Items from a data source:
______________________________
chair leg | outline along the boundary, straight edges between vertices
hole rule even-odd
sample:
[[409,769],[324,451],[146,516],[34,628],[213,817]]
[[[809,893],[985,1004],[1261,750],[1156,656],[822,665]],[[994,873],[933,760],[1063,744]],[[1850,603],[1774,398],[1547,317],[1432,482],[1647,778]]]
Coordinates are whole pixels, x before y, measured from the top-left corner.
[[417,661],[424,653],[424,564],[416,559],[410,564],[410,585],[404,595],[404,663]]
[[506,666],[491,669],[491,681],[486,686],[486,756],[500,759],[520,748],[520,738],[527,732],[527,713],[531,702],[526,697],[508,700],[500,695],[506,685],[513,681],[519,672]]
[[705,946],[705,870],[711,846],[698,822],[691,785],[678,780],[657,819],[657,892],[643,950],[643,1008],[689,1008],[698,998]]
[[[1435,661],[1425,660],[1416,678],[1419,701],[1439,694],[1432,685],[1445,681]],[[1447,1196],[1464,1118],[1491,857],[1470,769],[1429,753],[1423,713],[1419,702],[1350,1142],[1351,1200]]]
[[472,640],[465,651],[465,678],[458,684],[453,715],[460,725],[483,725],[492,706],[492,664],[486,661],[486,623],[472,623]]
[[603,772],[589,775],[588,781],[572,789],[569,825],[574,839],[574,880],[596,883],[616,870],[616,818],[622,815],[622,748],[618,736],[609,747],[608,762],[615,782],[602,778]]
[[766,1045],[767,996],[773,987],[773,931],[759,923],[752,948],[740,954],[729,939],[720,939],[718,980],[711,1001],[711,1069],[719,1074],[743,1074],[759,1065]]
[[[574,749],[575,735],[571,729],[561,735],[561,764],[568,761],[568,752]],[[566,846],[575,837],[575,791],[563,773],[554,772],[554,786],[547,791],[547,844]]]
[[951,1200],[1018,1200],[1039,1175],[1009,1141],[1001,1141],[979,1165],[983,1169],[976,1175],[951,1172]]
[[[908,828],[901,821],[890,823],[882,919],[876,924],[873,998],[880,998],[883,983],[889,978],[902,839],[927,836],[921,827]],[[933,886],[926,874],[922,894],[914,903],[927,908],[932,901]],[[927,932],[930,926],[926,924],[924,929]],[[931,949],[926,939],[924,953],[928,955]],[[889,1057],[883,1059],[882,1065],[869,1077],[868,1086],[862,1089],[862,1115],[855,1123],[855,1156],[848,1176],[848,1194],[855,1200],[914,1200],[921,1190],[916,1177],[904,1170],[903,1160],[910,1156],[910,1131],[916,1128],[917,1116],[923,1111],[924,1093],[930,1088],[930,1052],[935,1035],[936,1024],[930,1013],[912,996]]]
______________________________
■ Aim of the exercise ■
Reproduce the data exactly, altering nothing.

■ Solved exercise ■
chair leg | outline along the boundary, straight edges between vertices
hole rule even-odd
sample:
[[409,769],[324,451],[146,516],[34,628],[213,817]]
[[[809,893],[985,1004],[1261,750],[1156,656],[822,665]],[[994,873],[933,760],[1063,744]],[[1850,603],[1774,398],[1547,317],[1432,482],[1647,778]]]
Coordinates are whole pixels, x before y, measured from the top-left corner.
[[417,661],[424,653],[424,564],[416,559],[410,564],[410,585],[404,595],[404,663]]
[[506,666],[491,669],[491,681],[486,686],[486,756],[500,759],[520,748],[520,738],[527,732],[527,713],[531,702],[526,697],[508,700],[500,695],[506,685],[513,681],[519,672]]
[[705,946],[705,870],[711,846],[698,822],[691,785],[678,780],[657,819],[657,892],[643,950],[643,1008],[689,1008],[698,998]]
[[[1435,661],[1425,660],[1416,678],[1419,701],[1439,694],[1432,685],[1445,681]],[[1447,1196],[1464,1118],[1491,857],[1470,769],[1429,753],[1423,713],[1419,702],[1350,1142],[1351,1200]]]
[[472,640],[465,651],[465,678],[458,684],[453,715],[460,725],[483,725],[492,706],[492,664],[486,661],[486,623],[472,623]]
[[603,772],[589,775],[588,781],[572,789],[569,825],[574,839],[574,880],[596,883],[616,870],[616,818],[622,815],[622,748],[618,736],[609,747],[608,762],[615,782],[602,778]]
[[766,1045],[767,996],[773,987],[773,931],[759,923],[752,948],[740,954],[729,939],[720,939],[718,980],[711,1001],[711,1069],[719,1074],[743,1074],[759,1065]]
[[[574,749],[575,735],[571,729],[561,735],[561,764],[568,761],[568,752]],[[566,846],[575,837],[575,791],[563,773],[554,772],[554,786],[547,791],[547,844]]]
[[951,1200],[1018,1200],[1039,1175],[1009,1141],[1001,1141],[979,1165],[983,1169],[976,1175],[951,1172]]
[[[908,828],[901,821],[890,823],[882,919],[876,924],[873,998],[880,998],[883,983],[889,978],[902,839],[927,836],[921,827]],[[933,886],[926,874],[922,894],[914,903],[927,908],[932,901]],[[927,932],[930,926],[926,924],[924,929]],[[931,949],[926,939],[924,953],[928,955]],[[889,1057],[883,1059],[882,1065],[869,1077],[868,1086],[862,1089],[862,1115],[855,1123],[855,1156],[848,1176],[848,1194],[855,1200],[914,1200],[921,1190],[916,1177],[904,1170],[903,1160],[910,1156],[910,1131],[916,1128],[917,1116],[923,1111],[924,1093],[930,1088],[930,1052],[935,1035],[936,1024],[930,1013],[912,996]]]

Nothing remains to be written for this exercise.